* Work task
Your response must consist of the listing below, repeated exactly.

* Listed records
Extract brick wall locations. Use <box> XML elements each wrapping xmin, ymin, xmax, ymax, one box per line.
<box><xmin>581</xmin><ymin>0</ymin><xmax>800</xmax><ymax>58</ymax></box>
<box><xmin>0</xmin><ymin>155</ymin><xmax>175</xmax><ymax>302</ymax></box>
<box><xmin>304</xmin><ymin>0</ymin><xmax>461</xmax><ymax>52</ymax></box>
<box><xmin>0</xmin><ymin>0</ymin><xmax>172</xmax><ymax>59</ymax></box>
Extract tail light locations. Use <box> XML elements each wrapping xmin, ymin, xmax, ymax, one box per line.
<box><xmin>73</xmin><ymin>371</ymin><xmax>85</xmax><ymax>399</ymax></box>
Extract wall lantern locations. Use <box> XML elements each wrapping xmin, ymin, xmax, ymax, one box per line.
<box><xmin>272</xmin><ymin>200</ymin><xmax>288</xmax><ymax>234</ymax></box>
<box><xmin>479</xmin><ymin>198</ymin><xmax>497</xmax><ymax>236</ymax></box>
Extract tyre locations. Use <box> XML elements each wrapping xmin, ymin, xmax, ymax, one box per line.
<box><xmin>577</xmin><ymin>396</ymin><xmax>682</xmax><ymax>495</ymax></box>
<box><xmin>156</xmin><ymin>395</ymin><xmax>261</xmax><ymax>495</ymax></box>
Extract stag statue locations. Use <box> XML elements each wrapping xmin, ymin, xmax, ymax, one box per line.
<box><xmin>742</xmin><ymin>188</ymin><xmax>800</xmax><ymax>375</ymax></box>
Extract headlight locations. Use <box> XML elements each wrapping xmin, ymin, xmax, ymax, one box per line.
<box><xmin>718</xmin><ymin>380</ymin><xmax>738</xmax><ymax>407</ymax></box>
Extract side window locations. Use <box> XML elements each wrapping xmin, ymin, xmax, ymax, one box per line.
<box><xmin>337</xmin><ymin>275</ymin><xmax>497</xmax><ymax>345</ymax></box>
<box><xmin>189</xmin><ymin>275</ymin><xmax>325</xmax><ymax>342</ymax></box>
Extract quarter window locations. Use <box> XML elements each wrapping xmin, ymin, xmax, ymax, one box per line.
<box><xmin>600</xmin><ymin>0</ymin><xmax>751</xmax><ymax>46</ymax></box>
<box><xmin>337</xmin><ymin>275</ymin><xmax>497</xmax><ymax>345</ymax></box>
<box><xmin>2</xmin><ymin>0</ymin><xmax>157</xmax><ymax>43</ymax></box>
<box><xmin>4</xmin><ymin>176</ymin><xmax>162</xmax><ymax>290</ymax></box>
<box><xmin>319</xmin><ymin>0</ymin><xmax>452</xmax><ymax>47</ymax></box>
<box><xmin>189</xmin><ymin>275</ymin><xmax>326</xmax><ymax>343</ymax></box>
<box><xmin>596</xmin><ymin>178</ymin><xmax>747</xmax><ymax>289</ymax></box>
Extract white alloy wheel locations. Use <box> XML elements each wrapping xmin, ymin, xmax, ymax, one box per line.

* Solved exercise
Extract brick wall locations. Use <box> XML elements each wrapping xmin, ymin, xmax, ymax, one box per line.
<box><xmin>581</xmin><ymin>0</ymin><xmax>800</xmax><ymax>58</ymax></box>
<box><xmin>0</xmin><ymin>155</ymin><xmax>175</xmax><ymax>302</ymax></box>
<box><xmin>304</xmin><ymin>0</ymin><xmax>461</xmax><ymax>52</ymax></box>
<box><xmin>0</xmin><ymin>0</ymin><xmax>172</xmax><ymax>59</ymax></box>
Extract tail light locations. Use <box> XML elements each wrapping xmin, ymin, xmax, ymax, one box per line.
<box><xmin>73</xmin><ymin>371</ymin><xmax>85</xmax><ymax>399</ymax></box>
Extract wall lantern locations. Use <box> XML elements each wrapping xmin, ymin, xmax, ymax, one box per line.
<box><xmin>272</xmin><ymin>200</ymin><xmax>288</xmax><ymax>234</ymax></box>
<box><xmin>479</xmin><ymin>198</ymin><xmax>497</xmax><ymax>236</ymax></box>
Extract tyre locations. Use <box> XML elements each wrapping xmin, ymin, xmax, ymax, one box per line.
<box><xmin>577</xmin><ymin>396</ymin><xmax>682</xmax><ymax>495</ymax></box>
<box><xmin>156</xmin><ymin>395</ymin><xmax>261</xmax><ymax>495</ymax></box>
Extract stag statue locations. Use <box> XML elements each wrapping xmin, ymin, xmax, ymax, one box per line.
<box><xmin>742</xmin><ymin>188</ymin><xmax>800</xmax><ymax>375</ymax></box>
Extract headlight locations. Use <box> XML elements each wrapping xmin, ymin, xmax, ymax, one box per line.
<box><xmin>718</xmin><ymin>380</ymin><xmax>738</xmax><ymax>407</ymax></box>
Extract side window locations. Use <box> XML elements each wrapping xmin, ymin, xmax, ymax, one box per line.
<box><xmin>337</xmin><ymin>275</ymin><xmax>497</xmax><ymax>345</ymax></box>
<box><xmin>189</xmin><ymin>275</ymin><xmax>325</xmax><ymax>342</ymax></box>
Extract quarter window locations. Use <box> XML elements each wrapping xmin, ymin, xmax, ymax, one box per line.
<box><xmin>600</xmin><ymin>0</ymin><xmax>751</xmax><ymax>46</ymax></box>
<box><xmin>337</xmin><ymin>275</ymin><xmax>497</xmax><ymax>345</ymax></box>
<box><xmin>2</xmin><ymin>0</ymin><xmax>157</xmax><ymax>43</ymax></box>
<box><xmin>4</xmin><ymin>176</ymin><xmax>162</xmax><ymax>290</ymax></box>
<box><xmin>319</xmin><ymin>0</ymin><xmax>452</xmax><ymax>47</ymax></box>
<box><xmin>189</xmin><ymin>275</ymin><xmax>326</xmax><ymax>343</ymax></box>
<box><xmin>596</xmin><ymin>178</ymin><xmax>747</xmax><ymax>289</ymax></box>
Extract white alloy wheel locations. Use <box> XML elements each wrapping xmin, ymin, xmax, ymax, one box per line.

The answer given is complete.